[Records]
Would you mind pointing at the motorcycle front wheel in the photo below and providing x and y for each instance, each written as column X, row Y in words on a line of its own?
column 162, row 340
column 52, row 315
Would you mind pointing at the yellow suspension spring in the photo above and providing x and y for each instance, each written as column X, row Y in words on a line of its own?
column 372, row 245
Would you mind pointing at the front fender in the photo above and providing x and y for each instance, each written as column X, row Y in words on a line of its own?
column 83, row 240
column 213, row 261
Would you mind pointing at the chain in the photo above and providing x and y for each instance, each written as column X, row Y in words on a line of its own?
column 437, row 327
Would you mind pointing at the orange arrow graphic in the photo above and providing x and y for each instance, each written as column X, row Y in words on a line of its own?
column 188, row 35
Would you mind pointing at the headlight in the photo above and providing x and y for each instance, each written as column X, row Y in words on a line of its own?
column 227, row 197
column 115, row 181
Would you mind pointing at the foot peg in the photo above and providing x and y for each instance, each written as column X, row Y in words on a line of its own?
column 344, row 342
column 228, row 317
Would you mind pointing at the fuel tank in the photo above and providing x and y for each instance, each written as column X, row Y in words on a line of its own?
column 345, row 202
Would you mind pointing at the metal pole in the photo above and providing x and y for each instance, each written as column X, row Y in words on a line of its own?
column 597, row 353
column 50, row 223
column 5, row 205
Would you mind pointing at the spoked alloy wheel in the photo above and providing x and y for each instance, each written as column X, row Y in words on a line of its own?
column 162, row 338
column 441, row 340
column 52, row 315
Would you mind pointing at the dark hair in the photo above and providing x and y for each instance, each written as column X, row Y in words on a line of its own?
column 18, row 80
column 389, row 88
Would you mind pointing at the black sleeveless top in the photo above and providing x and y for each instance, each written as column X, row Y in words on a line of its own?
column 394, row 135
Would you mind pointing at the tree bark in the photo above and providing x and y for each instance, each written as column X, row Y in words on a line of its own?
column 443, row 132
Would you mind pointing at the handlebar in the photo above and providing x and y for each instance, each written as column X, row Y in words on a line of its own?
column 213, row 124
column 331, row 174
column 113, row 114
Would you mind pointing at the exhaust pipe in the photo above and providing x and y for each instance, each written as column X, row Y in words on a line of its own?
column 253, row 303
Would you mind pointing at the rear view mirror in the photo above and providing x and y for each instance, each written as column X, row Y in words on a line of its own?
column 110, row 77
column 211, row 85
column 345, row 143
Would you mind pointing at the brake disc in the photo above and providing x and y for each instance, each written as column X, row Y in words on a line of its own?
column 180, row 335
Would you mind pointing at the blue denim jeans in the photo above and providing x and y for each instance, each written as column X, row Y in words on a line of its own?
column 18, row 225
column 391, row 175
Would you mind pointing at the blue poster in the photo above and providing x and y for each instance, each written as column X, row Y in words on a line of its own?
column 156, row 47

==

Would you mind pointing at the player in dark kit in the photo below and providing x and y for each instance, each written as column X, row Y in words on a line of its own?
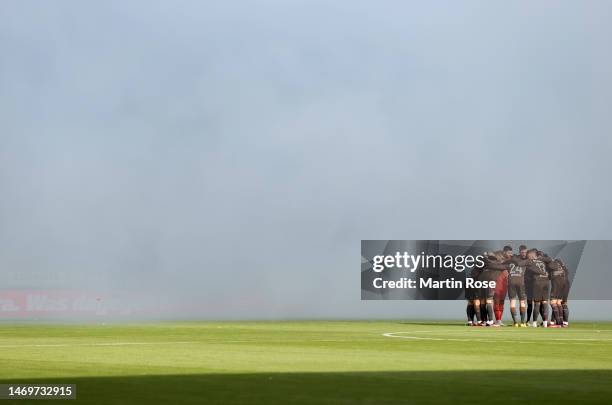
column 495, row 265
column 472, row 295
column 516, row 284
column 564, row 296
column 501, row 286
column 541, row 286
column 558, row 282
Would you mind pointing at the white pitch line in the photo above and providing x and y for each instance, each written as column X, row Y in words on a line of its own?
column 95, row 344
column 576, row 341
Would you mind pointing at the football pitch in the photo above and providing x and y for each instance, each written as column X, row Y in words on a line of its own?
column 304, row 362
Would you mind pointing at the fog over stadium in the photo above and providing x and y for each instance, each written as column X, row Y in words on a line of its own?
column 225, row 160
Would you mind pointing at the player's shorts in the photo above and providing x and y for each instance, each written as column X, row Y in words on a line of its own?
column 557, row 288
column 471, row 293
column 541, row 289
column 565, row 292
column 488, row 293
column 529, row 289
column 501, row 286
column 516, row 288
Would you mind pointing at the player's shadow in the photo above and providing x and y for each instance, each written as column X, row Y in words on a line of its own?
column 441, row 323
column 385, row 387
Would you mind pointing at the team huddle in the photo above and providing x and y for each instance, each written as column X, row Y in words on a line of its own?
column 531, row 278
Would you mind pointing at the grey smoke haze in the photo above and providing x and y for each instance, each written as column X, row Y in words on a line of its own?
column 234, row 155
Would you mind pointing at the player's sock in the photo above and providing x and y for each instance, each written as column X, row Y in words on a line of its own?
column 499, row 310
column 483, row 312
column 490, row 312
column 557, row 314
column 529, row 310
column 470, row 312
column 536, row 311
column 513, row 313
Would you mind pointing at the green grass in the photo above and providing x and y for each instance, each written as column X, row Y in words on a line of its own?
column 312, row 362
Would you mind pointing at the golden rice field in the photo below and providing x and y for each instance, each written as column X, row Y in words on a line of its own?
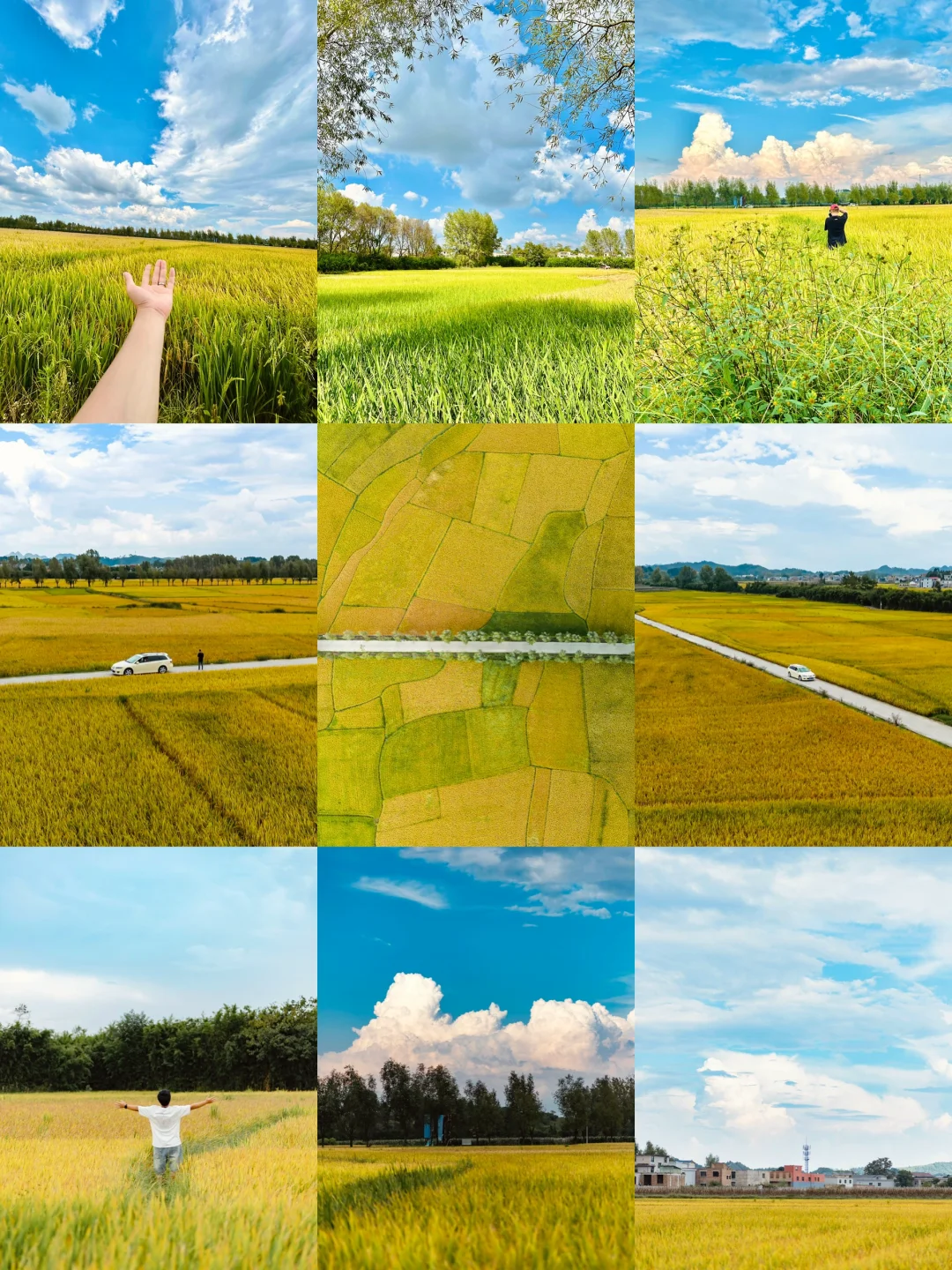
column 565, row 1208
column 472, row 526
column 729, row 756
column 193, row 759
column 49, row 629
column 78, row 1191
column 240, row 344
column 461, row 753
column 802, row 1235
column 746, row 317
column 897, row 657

[Task instructions] Return verbatim every line of the records from the line with "Would you mind pointing at the motorcycle" to the line with "column 213, row 261", including both of those lines.

[Solution]
Would you mind pointing at the motorcycle front wheel in the photo below and providing x and y for each instance, each written as column X, row Y in words on a line of its own?
column 162, row 340
column 52, row 315
Would you mind pointing at the yellow suspension spring in the photo above and providing x and y for each instance, each written as column X, row Y in words on a line of its own?
column 372, row 245
Would you mind pointing at the front fender in the photo above and providing x and y for each instance, each written as column X, row Y in words on a line of its own?
column 83, row 240
column 213, row 261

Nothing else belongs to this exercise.